▸ **DIRECTIVE**
In the entries below, print exactly each line from the one containing "Expected: for every instance of the man's leg, the" through the last line of the entries.

▸ **RECORD EXTRACTS**
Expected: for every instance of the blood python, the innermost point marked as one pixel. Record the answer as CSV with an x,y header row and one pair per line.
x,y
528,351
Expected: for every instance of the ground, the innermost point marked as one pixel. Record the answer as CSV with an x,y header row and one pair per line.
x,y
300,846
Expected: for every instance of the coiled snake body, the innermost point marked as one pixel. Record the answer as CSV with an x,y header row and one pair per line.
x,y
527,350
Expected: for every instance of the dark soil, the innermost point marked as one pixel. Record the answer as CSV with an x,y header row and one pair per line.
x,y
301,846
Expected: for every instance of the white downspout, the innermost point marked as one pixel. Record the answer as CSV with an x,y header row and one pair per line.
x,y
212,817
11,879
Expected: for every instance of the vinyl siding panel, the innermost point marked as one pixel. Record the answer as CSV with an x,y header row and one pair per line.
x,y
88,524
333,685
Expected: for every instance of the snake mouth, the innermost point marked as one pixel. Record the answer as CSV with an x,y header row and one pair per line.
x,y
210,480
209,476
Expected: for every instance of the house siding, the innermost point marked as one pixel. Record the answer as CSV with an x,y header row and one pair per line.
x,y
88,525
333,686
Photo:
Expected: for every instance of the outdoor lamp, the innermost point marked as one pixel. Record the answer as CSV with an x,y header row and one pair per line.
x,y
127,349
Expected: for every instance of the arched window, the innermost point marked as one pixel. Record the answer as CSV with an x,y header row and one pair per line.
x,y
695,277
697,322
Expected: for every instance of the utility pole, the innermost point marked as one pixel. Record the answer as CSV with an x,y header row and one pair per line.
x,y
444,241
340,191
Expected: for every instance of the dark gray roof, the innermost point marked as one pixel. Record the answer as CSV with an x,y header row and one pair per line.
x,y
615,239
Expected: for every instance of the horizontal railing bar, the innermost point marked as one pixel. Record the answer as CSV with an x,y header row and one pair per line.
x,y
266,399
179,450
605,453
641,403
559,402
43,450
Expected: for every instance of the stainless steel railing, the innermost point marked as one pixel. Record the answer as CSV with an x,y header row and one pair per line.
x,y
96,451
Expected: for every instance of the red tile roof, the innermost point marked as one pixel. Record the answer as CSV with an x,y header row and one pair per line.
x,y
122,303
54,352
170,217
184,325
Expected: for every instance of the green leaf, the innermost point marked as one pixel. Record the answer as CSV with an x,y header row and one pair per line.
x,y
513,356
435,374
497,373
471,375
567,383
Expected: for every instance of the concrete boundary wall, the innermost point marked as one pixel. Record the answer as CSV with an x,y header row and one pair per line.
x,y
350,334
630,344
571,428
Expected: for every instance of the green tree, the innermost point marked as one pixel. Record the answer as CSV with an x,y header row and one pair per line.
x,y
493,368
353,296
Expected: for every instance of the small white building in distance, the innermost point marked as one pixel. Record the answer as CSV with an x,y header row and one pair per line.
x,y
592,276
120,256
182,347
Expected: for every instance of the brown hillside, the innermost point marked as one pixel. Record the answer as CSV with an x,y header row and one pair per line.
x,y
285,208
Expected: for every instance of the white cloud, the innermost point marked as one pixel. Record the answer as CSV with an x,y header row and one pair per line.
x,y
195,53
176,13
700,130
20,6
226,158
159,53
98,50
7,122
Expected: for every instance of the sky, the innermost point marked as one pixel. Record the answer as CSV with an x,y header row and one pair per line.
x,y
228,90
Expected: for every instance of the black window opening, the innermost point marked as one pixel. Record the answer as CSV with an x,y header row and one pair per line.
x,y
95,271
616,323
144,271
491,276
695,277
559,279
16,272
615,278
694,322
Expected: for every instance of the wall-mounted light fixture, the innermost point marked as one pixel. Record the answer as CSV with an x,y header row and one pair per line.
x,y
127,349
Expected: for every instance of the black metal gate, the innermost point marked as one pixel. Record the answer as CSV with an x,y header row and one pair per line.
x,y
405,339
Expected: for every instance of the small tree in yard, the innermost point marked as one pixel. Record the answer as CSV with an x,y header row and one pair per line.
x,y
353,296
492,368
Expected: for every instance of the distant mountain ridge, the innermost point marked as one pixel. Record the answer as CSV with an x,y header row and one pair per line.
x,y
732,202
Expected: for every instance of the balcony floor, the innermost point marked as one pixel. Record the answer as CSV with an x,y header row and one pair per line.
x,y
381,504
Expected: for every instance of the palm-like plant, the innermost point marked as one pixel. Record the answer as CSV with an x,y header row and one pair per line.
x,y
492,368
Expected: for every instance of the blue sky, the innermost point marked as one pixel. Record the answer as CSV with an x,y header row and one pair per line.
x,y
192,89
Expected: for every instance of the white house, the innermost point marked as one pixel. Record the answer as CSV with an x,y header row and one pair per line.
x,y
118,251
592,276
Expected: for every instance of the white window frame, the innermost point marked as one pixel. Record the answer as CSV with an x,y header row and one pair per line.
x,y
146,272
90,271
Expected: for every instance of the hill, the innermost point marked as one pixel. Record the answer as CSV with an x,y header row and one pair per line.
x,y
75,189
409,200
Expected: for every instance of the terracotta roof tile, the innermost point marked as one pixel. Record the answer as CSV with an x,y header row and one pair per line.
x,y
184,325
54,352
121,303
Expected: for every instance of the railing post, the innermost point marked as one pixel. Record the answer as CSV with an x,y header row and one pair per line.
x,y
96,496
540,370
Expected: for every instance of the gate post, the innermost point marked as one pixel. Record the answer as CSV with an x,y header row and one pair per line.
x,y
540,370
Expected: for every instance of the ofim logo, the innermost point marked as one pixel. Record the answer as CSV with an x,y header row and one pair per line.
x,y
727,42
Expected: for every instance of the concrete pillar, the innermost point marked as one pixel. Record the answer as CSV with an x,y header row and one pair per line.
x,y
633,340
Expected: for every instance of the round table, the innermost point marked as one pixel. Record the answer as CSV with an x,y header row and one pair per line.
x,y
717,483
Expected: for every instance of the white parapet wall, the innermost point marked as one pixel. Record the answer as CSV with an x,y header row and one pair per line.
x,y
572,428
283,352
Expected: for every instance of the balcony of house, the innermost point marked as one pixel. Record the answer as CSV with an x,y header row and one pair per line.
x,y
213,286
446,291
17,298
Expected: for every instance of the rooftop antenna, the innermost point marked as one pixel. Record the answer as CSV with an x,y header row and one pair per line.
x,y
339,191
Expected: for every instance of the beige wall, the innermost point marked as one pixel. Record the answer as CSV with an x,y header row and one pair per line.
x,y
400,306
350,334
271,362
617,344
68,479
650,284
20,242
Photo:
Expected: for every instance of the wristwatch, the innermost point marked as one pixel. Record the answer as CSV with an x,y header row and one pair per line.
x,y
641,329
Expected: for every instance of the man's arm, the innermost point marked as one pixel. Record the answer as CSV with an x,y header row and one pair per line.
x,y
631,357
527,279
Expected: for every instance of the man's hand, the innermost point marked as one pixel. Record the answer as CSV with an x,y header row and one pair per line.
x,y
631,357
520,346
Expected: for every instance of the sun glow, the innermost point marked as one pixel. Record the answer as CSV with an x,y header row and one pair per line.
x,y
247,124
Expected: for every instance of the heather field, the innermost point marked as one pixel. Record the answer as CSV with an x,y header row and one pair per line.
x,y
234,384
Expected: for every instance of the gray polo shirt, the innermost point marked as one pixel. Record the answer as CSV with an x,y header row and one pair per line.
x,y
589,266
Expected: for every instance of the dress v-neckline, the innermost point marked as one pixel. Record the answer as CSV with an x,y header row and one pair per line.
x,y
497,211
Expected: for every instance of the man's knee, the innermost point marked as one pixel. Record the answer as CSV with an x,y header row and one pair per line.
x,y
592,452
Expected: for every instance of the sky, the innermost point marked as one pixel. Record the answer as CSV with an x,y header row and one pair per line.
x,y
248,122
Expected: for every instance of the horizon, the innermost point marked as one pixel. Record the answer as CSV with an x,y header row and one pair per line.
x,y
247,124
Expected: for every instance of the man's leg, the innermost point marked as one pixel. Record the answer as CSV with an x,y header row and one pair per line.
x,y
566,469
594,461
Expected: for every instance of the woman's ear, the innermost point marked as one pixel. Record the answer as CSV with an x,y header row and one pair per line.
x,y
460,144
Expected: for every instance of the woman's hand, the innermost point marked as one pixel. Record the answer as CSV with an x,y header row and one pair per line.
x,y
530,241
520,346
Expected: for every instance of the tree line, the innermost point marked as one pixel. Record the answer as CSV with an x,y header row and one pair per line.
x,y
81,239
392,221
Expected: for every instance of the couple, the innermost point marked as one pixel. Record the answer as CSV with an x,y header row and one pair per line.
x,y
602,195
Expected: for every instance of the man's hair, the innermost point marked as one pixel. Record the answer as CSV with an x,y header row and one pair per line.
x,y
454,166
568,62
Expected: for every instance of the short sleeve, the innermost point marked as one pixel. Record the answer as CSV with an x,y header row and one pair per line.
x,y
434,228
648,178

▸ **SOLUTION FOR THIS EXERCISE**
Expected: for every instance of the man's leg, the innermost point marked as one pixel. Record the answer as CSV with an x,y header row and one pair per line.
x,y
566,469
594,461
Expected: for every instance of the woman's ear, the innermost point marked as one pixel. Record the answer as CSV with an x,y header row and one pair per line.
x,y
460,144
Expected: for every instance of the woman's hand, the innermost point marked as one pixel. Record the answer as CSV with an x,y header row and one pair per line.
x,y
530,241
520,346
Expected: for every instance of the tree line, the innermost point marked as one pixel. Record the answer as CSV with an x,y header row and one pair per line.
x,y
81,239
392,221
Expected: for every instance of the couple, the innermost point marked as one pixel. Record the answer as CSV with an x,y header row and one pair per line.
x,y
602,195
Expected: for every instance of the man's hair, the innermost point marked as one pixel. Record the answer as CSV with an x,y header row and one pair per line.
x,y
454,166
568,62
Expected: for every instance of the short sleeve, the innermost point marked as one pixel. Record the answer as CSV with an x,y header row and one pair per line.
x,y
434,228
648,178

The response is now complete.